▸ **Exercise brief**: Replace "white" with "pale" in the lines starting with the line containing "Return one point per instance of the white ceiling" and going on through the line containing "x=92, y=133", then write those lines out again with nothing else changed.

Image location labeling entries

— Start —

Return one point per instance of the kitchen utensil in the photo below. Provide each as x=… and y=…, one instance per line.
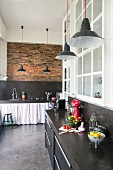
x=96, y=140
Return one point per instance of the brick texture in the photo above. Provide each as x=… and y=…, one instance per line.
x=34, y=58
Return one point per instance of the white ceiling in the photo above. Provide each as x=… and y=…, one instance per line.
x=33, y=14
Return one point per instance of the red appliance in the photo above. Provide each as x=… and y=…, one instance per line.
x=76, y=104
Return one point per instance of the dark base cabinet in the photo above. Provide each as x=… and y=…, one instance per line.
x=59, y=159
x=49, y=139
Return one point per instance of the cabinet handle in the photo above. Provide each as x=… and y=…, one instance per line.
x=63, y=152
x=48, y=139
x=48, y=124
x=57, y=162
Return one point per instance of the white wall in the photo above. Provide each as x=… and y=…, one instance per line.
x=34, y=36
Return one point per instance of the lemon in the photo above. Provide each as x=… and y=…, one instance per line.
x=92, y=133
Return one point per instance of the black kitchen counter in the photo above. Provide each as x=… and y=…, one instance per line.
x=82, y=155
x=23, y=101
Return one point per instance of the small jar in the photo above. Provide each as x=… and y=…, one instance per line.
x=23, y=95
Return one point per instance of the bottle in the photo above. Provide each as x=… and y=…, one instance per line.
x=23, y=95
x=92, y=122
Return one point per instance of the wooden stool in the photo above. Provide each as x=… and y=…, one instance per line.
x=7, y=119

— End —

▸ **Full response**:
Return one point per instance of the pale ceiling in the photo above. Provide each as x=… and y=…, one instance per line.
x=33, y=14
Return one point per instance of the red appliance in the photo above. Provide each as x=… and y=…, one instance per line.
x=76, y=104
Return one point per instance of the dark base cabinet in the photo above. Provide each as x=… and y=…, one instance per line.
x=59, y=159
x=49, y=139
Return one point per instance of the cabinet handle in the photo above. Provide each as x=… and y=…, one instance per line.
x=63, y=152
x=48, y=139
x=48, y=124
x=57, y=162
Return one point per instance of the pale wall in the photo above. Provide each as x=… and y=…, one instance per line.
x=34, y=36
Return one point per instance of the lemon in the photo above. Provide each as x=… and y=…, one instance per line.
x=92, y=133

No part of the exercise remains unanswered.